Rewrite the rows from the line containing "(a) Inspect the image above. Where is the large" through the line containing "[0,0,1000,279]", swapping "Respond" for "Reply" and keeping everything else the same.

(Dataset entries)
□ □ □ □

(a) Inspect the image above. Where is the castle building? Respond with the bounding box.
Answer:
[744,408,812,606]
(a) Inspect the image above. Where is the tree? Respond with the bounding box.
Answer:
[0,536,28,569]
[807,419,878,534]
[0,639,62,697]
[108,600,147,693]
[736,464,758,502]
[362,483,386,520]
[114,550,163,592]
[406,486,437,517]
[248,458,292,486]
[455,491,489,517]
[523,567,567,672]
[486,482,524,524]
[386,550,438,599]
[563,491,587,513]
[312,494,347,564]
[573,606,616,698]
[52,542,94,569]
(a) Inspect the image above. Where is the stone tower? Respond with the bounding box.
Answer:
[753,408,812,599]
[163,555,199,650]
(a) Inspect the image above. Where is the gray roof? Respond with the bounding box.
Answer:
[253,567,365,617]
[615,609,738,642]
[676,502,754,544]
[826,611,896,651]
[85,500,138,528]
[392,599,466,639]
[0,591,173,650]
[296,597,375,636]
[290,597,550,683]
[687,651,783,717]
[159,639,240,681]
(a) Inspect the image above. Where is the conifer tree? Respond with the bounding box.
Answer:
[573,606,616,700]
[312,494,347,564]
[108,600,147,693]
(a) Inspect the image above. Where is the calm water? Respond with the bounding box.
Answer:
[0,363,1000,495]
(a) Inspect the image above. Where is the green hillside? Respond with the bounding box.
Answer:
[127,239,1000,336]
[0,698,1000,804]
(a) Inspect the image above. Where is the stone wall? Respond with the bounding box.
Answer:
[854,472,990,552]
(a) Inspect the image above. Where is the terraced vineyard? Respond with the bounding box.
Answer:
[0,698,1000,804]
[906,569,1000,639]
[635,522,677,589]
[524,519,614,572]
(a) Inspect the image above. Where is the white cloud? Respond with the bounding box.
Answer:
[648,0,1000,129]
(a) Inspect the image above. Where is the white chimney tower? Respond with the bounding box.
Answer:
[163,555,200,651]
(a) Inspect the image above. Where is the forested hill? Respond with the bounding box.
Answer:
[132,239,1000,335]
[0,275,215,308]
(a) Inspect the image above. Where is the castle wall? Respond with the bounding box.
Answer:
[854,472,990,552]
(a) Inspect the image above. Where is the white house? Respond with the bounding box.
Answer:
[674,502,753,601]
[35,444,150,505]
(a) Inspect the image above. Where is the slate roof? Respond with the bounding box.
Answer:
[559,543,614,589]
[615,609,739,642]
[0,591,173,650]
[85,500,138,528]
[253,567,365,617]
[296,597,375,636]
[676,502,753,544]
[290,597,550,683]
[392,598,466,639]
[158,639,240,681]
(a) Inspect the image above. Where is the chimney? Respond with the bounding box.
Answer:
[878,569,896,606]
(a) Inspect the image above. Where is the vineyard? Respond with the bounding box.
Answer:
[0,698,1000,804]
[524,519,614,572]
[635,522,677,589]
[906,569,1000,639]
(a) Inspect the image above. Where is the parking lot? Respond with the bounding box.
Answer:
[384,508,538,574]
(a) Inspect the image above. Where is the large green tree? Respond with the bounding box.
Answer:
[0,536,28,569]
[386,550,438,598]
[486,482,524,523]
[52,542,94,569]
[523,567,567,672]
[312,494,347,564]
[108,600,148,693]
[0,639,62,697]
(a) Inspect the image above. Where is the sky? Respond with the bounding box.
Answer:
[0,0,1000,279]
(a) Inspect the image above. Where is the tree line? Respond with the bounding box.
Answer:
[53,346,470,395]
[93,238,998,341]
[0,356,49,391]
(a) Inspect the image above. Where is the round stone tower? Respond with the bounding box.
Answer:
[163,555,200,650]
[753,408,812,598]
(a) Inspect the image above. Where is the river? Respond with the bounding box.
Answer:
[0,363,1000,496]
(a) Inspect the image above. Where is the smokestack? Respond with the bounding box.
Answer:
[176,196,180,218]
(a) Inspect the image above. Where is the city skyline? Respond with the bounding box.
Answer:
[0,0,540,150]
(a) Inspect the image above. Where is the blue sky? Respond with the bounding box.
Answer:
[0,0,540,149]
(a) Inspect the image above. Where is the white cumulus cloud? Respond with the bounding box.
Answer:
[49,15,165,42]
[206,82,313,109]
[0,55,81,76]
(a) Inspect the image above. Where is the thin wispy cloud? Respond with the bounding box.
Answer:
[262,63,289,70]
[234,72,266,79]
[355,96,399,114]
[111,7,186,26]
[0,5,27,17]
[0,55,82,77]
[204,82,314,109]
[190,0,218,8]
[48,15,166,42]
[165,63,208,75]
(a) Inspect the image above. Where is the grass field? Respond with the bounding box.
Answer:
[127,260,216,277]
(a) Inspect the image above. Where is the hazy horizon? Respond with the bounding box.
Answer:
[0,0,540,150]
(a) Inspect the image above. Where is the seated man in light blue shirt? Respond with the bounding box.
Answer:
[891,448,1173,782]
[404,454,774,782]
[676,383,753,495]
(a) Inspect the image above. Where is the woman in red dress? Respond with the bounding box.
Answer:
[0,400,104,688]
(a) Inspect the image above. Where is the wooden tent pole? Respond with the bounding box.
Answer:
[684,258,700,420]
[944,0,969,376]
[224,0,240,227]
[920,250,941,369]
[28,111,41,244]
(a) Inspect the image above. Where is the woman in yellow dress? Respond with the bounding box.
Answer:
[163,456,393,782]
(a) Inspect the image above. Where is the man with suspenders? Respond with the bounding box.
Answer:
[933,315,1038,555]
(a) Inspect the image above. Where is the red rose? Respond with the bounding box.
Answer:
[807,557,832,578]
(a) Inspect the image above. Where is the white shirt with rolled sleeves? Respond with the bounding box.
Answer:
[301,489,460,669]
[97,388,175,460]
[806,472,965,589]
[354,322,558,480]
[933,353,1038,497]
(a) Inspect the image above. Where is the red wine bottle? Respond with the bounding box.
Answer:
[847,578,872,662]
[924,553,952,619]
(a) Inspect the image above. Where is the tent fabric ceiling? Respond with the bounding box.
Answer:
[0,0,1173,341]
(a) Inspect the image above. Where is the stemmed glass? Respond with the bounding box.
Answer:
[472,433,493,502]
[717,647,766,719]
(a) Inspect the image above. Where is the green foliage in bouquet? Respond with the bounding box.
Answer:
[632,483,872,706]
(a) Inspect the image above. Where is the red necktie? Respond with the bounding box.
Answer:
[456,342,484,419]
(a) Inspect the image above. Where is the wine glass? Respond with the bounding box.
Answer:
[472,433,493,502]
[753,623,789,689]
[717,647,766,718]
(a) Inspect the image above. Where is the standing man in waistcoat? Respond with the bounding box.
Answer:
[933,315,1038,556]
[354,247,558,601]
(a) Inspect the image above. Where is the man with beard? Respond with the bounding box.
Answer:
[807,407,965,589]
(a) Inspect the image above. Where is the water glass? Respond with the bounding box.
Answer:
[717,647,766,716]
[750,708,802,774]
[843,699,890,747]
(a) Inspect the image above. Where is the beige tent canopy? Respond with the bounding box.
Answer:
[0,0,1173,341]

□ □ □ □

COMPLETE RESPONSE »
(a) Inspect the image above. Where is the large green tree? Reply with the bounding box.
Answer:
[0,536,28,569]
[386,550,438,598]
[486,482,524,523]
[52,542,94,569]
[523,567,567,672]
[312,494,347,564]
[108,600,148,693]
[0,639,62,697]
(a) Inspect the image above. Where is the sky? Reply with the bounding box.
Answer:
[0,0,1000,279]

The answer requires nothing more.